--- begin Data excerpts ---
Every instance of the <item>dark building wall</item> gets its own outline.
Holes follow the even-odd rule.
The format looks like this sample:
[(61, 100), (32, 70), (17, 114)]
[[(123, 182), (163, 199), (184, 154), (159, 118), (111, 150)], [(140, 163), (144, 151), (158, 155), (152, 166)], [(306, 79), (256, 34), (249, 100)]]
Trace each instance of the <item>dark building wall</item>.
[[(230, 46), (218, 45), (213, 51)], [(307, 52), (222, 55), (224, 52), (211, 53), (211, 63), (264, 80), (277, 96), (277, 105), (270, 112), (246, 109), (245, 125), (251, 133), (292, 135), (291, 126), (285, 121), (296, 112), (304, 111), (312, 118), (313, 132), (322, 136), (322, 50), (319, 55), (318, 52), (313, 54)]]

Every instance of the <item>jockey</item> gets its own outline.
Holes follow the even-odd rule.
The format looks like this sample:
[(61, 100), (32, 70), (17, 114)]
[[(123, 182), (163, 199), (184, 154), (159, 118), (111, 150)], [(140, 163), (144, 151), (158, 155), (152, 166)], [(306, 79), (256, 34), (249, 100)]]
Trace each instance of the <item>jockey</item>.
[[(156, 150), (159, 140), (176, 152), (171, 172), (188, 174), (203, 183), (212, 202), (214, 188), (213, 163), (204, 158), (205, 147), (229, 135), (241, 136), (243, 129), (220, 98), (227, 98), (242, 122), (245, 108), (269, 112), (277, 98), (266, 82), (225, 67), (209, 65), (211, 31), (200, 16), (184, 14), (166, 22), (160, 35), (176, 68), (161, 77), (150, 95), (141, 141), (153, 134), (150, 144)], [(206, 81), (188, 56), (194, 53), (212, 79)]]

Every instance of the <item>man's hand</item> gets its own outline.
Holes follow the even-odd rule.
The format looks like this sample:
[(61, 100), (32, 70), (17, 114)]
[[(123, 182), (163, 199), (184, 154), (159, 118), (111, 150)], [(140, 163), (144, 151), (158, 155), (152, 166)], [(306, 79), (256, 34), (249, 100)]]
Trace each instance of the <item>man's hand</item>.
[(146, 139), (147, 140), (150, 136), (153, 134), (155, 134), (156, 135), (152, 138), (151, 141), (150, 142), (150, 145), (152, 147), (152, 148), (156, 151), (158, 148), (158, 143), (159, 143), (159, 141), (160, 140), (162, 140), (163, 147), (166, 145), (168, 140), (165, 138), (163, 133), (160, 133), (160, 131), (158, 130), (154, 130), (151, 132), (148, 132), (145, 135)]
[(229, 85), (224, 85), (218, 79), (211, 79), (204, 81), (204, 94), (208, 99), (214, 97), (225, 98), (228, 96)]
--- end Data excerpts ---
**Short problem**:
Please quote every line of the items above verbatim.

**Task answer**:
Every instance of the <item>dark building wall</item> gets its own outline.
Holes follow the even-odd rule.
The format looks like this sample:
[(61, 100), (32, 70), (17, 114)]
[[(123, 182), (163, 199), (184, 154), (159, 118), (111, 150)], [(140, 163), (144, 151), (158, 155), (152, 166)], [(306, 79), (256, 34), (249, 100)]]
Trace each instance of the <item>dark building wall</item>.
[[(230, 46), (218, 45), (213, 51)], [(307, 52), (222, 55), (224, 52), (211, 53), (211, 63), (264, 80), (277, 96), (277, 105), (270, 112), (246, 109), (245, 125), (251, 133), (292, 135), (291, 126), (285, 121), (296, 112), (304, 111), (312, 118), (313, 132), (322, 136), (322, 50), (319, 55), (318, 52), (313, 54)]]

Every instance of the <item>jockey</item> gets its own outline.
Holes follow the even-odd rule.
The format looks like this sample:
[(61, 100), (32, 70), (17, 114)]
[[(123, 182), (163, 199), (184, 154), (159, 118), (111, 150)], [(140, 163), (144, 151), (158, 155), (152, 166)], [(306, 79), (256, 34), (249, 100)]]
Trace each instance of the <item>jockey</item>.
[[(156, 150), (159, 140), (176, 152), (171, 172), (188, 174), (203, 183), (212, 202), (214, 188), (213, 163), (204, 158), (205, 147), (229, 135), (241, 136), (243, 129), (220, 98), (227, 98), (242, 122), (245, 108), (269, 112), (277, 98), (266, 82), (225, 67), (209, 65), (211, 31), (200, 16), (184, 14), (166, 22), (160, 35), (176, 68), (161, 77), (150, 95), (141, 141), (153, 134), (150, 144)], [(206, 81), (188, 56), (194, 53), (212, 79)]]

Every instance of the <item>man's hand</item> gets its own outline.
Holes follow the even-odd rule.
The format looks like this sample:
[(61, 100), (32, 70), (17, 114)]
[[(123, 182), (163, 199), (184, 154), (159, 118), (111, 150)], [(140, 163), (144, 151), (158, 155), (152, 166)], [(306, 79), (256, 34), (249, 100)]]
Trace each instance of the <item>man's hand</item>.
[(146, 139), (147, 140), (150, 136), (153, 134), (155, 134), (156, 135), (152, 138), (151, 141), (150, 142), (150, 145), (152, 147), (152, 148), (156, 151), (158, 148), (158, 143), (159, 143), (159, 141), (160, 140), (162, 140), (163, 147), (166, 145), (168, 140), (165, 138), (163, 133), (160, 133), (160, 131), (158, 130), (154, 130), (151, 132), (148, 132), (145, 135)]
[(229, 85), (224, 85), (218, 79), (211, 79), (204, 81), (204, 94), (208, 99), (214, 97), (225, 98), (228, 96)]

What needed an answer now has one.